**What is expected**
Restate every entry word for word.

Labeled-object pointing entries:
## start
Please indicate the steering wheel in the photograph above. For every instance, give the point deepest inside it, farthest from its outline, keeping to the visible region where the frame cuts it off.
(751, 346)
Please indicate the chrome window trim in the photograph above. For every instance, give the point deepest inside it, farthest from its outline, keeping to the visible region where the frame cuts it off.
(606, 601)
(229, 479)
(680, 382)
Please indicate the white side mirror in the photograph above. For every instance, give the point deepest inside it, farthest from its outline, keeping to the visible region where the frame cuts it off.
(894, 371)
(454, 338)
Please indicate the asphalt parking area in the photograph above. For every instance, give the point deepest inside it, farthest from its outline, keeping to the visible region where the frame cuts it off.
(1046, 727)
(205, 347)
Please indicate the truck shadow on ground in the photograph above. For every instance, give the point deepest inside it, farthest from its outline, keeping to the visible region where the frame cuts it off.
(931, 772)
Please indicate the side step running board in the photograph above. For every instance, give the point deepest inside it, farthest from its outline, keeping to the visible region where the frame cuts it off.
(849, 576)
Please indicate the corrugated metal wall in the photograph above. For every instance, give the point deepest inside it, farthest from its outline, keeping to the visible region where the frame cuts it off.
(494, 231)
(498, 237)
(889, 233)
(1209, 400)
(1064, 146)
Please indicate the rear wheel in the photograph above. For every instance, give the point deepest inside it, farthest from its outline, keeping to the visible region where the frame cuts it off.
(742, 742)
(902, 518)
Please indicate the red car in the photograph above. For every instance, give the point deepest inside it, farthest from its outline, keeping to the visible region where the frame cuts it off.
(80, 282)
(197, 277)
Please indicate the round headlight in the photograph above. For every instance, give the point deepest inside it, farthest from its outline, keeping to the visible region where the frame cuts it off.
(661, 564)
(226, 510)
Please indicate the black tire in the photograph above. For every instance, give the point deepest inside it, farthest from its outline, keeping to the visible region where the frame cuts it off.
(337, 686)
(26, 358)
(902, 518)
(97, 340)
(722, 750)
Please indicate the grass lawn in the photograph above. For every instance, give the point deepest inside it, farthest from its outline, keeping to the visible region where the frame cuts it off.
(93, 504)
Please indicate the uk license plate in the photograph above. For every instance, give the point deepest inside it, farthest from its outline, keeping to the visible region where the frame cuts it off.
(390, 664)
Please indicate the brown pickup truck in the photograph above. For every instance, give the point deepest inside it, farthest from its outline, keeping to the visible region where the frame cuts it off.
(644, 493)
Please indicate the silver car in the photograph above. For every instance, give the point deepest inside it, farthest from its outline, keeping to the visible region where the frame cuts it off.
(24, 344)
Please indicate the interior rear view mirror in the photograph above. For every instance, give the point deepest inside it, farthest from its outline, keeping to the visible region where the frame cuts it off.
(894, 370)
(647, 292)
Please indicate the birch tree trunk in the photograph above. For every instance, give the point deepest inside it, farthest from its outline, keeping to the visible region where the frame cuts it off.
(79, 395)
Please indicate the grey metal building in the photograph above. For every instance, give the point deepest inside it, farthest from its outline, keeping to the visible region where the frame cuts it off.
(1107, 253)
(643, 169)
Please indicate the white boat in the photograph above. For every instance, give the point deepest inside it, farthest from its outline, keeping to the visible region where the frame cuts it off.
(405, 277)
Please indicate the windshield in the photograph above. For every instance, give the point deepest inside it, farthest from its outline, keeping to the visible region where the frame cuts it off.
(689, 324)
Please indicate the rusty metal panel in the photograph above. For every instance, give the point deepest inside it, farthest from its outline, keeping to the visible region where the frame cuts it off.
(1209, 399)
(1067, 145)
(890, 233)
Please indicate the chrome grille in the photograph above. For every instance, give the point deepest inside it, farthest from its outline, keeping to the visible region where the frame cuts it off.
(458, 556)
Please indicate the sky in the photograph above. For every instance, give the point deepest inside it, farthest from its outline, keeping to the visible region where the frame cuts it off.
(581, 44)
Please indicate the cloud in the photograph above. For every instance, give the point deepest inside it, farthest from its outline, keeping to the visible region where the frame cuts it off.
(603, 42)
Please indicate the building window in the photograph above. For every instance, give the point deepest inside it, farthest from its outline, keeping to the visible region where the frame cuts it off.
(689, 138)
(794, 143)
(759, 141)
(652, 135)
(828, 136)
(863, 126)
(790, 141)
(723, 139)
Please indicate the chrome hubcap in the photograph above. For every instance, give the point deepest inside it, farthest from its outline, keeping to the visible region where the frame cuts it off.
## end
**Exercise response**
Please indicate the steering wheel in the photograph above. For every instance, give the point deepest inside it, farthest from its outline, keeping to the visible region where the frame cuts it off.
(751, 346)
Please indicate the chrome window trim in the photograph above. For every instance, give the point deepest inside it, farthest from its outline, keeping to the visible region where the frame cuts it off.
(606, 601)
(229, 479)
(680, 382)
Please indicate the white side mirror in the photograph above. For every instance, give the point deepest inside it, farthest from its outline, keeping to the visible region where the frame cuts it off.
(894, 371)
(454, 338)
Please indicate the asphalt parking area in the photograph above. For every instance, give the point deepest inside it, farthest from its outline, keeping to the visible region where the frame cuts it off.
(1046, 727)
(205, 347)
Please indicate the truck shadow on ground in the photograph above. For every instance, give the point deepest inside it, farthest from its outline, keeping to the visible region where the frame cuts it off.
(931, 772)
Please indicate the side step running board in the photograph above. For every instance, give the point deepest inside it, farthest from its outline, keeping to the visible region where the frame cuts it off.
(849, 576)
Please indicate the corrugated metal wall in the photograph above. For every instance, give the point deepest inside it, farthest from its outline, keeping to the visible region where the frame cuts it off.
(494, 231)
(498, 237)
(889, 233)
(1209, 400)
(1064, 146)
Please indicate the rear wheel in the photograph above. For every instance, give the point deepest inside it, farthest from its outline, keeping to the visible region where the frame cuts it off.
(742, 742)
(902, 518)
Please indicate the red car in the photograph above. For every instance, give the point deepest inside it, farthest from its outline, keeping to the visible region where the frame cuts it off.
(80, 282)
(197, 277)
Please indicate the round headlight in the photograph above. For every instance, give the point deepest inside it, farthest from its outline, keeping to the visible region where the frame cuts it off.
(661, 564)
(226, 510)
Please indicate the black tire in the photograph above. For every instance, give the point deepest inside it, farthest from its outline, keeping to the visible region where the frame cuts it off.
(337, 686)
(26, 358)
(902, 518)
(97, 340)
(722, 750)
Please indicate the grass lawn in the photograph above. For every instance, give the point deepest inside it, farthest from its outline, keeping to the visible region where the frame cuts it off.
(93, 504)
Please indicate the uk license plate in the photograph above. For every instance, give the point deepest inside it, farthest from its outline, keeping to the visible region where the frame cuts it off.
(390, 664)
Please indicate the brown pickup truck in the photograph above. For every instance, give the point deepest inside it, farthest from its outline, keeping to the visible region where the frame cuts it off.
(644, 493)
Please indicate the silver car in the photograph above. For every instance, give the point deepest inside it, farthest from its outline, keeping to the visible region where the frame cuts it off.
(24, 344)
Please indicate the interior rear view mirror in the photograph above. For every instance, give the point deepest inside it, farthest from its outline, keeping to the visible region where the frame cuts it off.
(894, 370)
(647, 292)
Please indicate the birch tree trunk in the photograph above. For every instance, give the point deepest inside it, farthest from its outline, keeping to the visible region where the frame cuts it off.
(79, 395)
Please indicate the grey metal building in the photograph above. For every instance, give the point deepest inside it, farthest from its outline, keeping to the visible region where the frame cuts it off.
(1107, 253)
(643, 169)
Please indicate the white boat in the photograph above. For every instance, give the point deepest inside it, farthest from its outline, keeping to the visible region where the frame cuts it off.
(405, 277)
Please indicate the windshield in the photograph above. For every instance, give the point deepest inside it, farthest from its outline, keeping to the visible region where the frame cuts it off.
(689, 324)
Please indicate the rusty metal panel in the photograph above. For every instance, give the point deepest inside it, farthest from its outline, keeping to the visible region where the frame cuts it off.
(1209, 399)
(1067, 145)
(890, 233)
Please indicate the chrome grille in the photograph above. For every instance, give the point deepest inside it, farthest from its outline, keeping to the visible region where the frame cuts it off.
(458, 556)
Please indicate the sky in the photograph above. For every instance, give the point deepest inside it, farthest from its outline, keeping to the visible region where the frame cuts it off.
(581, 44)
Please indicate the cloud in the photograph above. For every instance, give the point deepest inside it, farthest from its outline, keeping to the visible region where the frame cuts it off.
(603, 42)
Please indicate the building window in the photograph above. For every instance, give the point deepest inside it, farthest from its outline, keeping to the visible region where the frame cuts it off.
(689, 138)
(794, 143)
(759, 141)
(652, 135)
(828, 136)
(863, 126)
(790, 141)
(723, 139)
Please indicate the chrome hubcap in the photograph above. For every instance, give the point deepest inside it, farthest from its outline, keeping to the visible region where the frame cuts it off.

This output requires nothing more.